FIG. 1 illustrates a schematic, cross-sectional view of an engine, also referred to as a gas turbine engine 10. The gas turbine engine 10 defines an axial direction A extending parallel to a longitudinal, engine centerline, also referred to as a longitudinal centerline axis 12, a radial direction R that is normal to the axial direction A, and a circumferential direction C about the longitudinal centerline axis 12 (shown in/out of the page in FIG. 1). The gas turbine engine 10 includes a fan section 14 and a core engine, also referred to as a turbo-engine 16, downstream from the fan section 14.

The turbo-engine 16 includes a core engine casing 18 that is substantially tubular and defines an annular inlet 20. The core engine casing 18 encases, and the turbo-engine 16 includes, in serial flow relationship, a compressor section 22 including a low-pressure (LP) compressor 24, also referred to as a booster 24, followed downstream by a high-pressure (HP) compressor 26, a combustion section 28, a turbine section 30 including a high-pressure (HP) turbine 32 followed downstream by a low-pressure (LP) turbine 34, and a jet exhaust nozzle section 72 downstream of the low-pressure turbine 34. A high-pressure (HP) shaft 36 drivingly connects the high-pressure turbine 32 to the high-pressure compressor 26 to rotate the high-pressure turbine 32 and the high-pressure compressor 26 in unison. The compressor section 22, the combustion section 28, and the turbine section 30 together define a core air flowpath 38 extending from the annular inlet 20 to the jet exhaust nozzle section 72.

WHAT TO DO »
• a. Repeat the engine description from "FIG. 1 illustrates" to "fan section 14.".
• b. Answer these from the engine description:
(i) To which direction is the radial direction R normal?
(ii) Which two parts does the high-pressure shaft 36 drivingly connect?
(iii) What other name does the low-pressure compressor 24 have?
• c. List every part in the engine description whose name includes the word "section," with its reference number.
Answer from the engine description alone.

EXTRACTED RECORDS »
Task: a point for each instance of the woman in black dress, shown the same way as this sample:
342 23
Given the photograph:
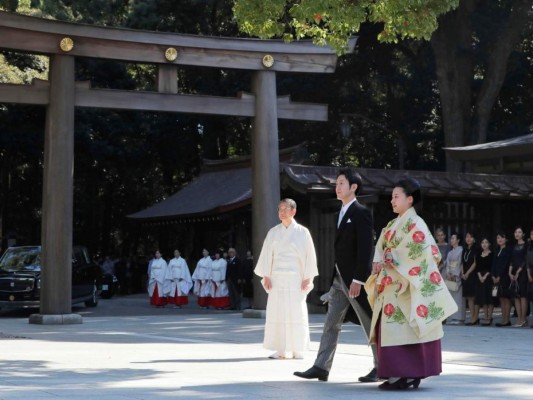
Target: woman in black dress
529 260
500 267
469 277
484 281
518 276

RESPONSES PER TASK »
• a.
FIG. 1 illustrates a schematic, cross-sectional view of an engine, also referred to as a gas turbine engine 10. The gas turbine engine 10 defines an axial direction A extending parallel to a longitudinal, engine centerline, also referred to as a longitudinal centerline axis 12, a radial direction R that is normal to the axial direction A, and a circumferential direction C about the longitudinal centerline axis 12 (shown in/out of the page in FIG. 1). The gas turbine engine 10 includes a fan section 14 and a core engine, also referred to as a turbo-engine 16, downstream from the fan section 14.

• b.
(i) The axial direction A.
(ii) The high-pressure turbine 32 and the high-pressure compressor 26.
(iii) Booster 24.

• c.
Fan section 14
Compressor section 22
Combustion section 28
Turbine section 30
Jet exhaust nozzle section 72